### Supplied entries
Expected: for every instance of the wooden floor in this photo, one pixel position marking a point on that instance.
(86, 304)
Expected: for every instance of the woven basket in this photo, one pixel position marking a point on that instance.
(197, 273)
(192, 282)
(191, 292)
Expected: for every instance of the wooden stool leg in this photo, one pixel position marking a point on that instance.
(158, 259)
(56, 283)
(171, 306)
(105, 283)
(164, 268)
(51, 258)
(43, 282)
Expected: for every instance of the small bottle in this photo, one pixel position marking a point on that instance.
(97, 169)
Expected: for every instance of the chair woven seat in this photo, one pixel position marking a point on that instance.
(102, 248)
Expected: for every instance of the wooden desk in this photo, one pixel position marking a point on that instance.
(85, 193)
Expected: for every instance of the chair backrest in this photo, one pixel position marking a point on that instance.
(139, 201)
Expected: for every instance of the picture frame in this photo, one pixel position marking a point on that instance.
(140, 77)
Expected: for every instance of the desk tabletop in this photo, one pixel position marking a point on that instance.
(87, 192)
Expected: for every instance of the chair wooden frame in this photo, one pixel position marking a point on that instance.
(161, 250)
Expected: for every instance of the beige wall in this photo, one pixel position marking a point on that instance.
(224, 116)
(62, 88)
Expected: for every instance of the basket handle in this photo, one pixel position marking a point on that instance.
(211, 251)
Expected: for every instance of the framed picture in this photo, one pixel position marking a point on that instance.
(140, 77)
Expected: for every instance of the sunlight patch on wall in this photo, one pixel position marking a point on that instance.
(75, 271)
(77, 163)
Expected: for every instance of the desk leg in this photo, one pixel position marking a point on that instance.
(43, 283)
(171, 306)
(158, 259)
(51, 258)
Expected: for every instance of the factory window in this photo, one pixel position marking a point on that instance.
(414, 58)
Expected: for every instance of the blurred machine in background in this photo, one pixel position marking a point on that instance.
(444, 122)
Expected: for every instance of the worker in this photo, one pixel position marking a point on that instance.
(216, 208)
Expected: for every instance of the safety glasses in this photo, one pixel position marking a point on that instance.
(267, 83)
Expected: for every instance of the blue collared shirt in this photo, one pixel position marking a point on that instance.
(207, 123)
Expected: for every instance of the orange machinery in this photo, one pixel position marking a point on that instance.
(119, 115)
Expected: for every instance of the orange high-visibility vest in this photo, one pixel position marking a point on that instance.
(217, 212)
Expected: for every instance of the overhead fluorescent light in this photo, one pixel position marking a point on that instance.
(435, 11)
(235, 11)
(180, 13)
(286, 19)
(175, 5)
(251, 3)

### Description of the task
Rewrite every line of the records above as a JSON list of strings, with one string per line and blank lines omitted.

### Response to this exercise
[
  "Expected: for every instance of the wooden floor in this photo, one pixel position marking a point on that instance.",
  "(86, 304)",
  "Expected: for every instance of the woven basket in this photo, one pixel position marking a point on that instance.",
  "(197, 273)",
  "(192, 282)",
  "(191, 292)",
  "Expected: for every instance of the wooden stool leg in this photo, one pixel position marking a point on that instance.",
  "(158, 259)",
  "(56, 283)",
  "(171, 306)",
  "(105, 283)",
  "(164, 268)",
  "(51, 258)",
  "(43, 282)",
  "Expected: for every instance of the small bottle in this photo, one pixel position marking a point on that instance.",
  "(97, 169)",
  "Expected: for every instance of the chair woven seat in this photo, one pixel position marking a point on that instance.",
  "(102, 248)",
  "Expected: for every instance of the wooden desk in this photo, one pixel position marking a point on that instance.",
  "(85, 193)",
  "Expected: for every instance of the chair backrest in this photo, one pixel position marking a point on that instance.",
  "(139, 201)",
  "Expected: for every instance of the picture frame in this photo, one pixel position marking a point on that instance.",
  "(140, 77)",
  "Expected: for every instance of the desk tabletop in this photo, one pixel position marking a point on that instance.",
  "(87, 192)",
  "Expected: for every instance of the chair wooden frame in this photo, one pixel position marking a point on that instance.",
  "(161, 250)",
  "Expected: for every instance of the beige wall in this photo, one pixel position marking a point on that instance.",
  "(224, 116)",
  "(62, 88)",
  "Expected: for every instance of the basket handle in this photo, one pixel position marking a point on that instance.",
  "(211, 251)",
  "Expected: for every instance of the framed picture in this photo, one pixel position marking a point on that instance.",
  "(140, 77)",
  "Expected: for every instance of the sunlight patch on wall in this photo, one pixel position marking a point on that instance.",
  "(75, 271)",
  "(77, 163)",
  "Expected: for every instance of the desk leg in this photo, one pixel position marking a point on that instance.",
  "(43, 283)",
  "(171, 306)",
  "(158, 259)",
  "(51, 258)",
  "Expected: for every instance of the factory window in this photo, one pixel position marking a point on that instance.",
  "(414, 58)",
  "Expected: for every instance of the blurred machine in background in this photo, one pixel position marking a point on that instance.",
  "(444, 122)",
  "Expected: for every instance of the worker in this photo, one pixel position marking a point on that instance.",
  "(216, 208)",
  "Expected: for every instance of the safety glasses in this photo, one pixel position marking a point on that instance.",
  "(267, 83)",
  "Expected: for every instance of the blue collared shirt in this photo, one pixel position marking a point on that instance.",
  "(207, 123)",
  "Expected: for every instance of the orange machinery in this photo, one pixel position marking a point on that instance.",
  "(119, 115)",
  "Expected: for every instance of the orange high-visibility vest in this photo, one pixel position marking a point on that instance.",
  "(217, 212)",
  "Expected: for every instance of the overhead fluorescent light in this photo, one pixel position marking a point on that instance.",
  "(435, 11)",
  "(235, 11)",
  "(180, 13)",
  "(286, 19)",
  "(175, 5)",
  "(251, 3)"
]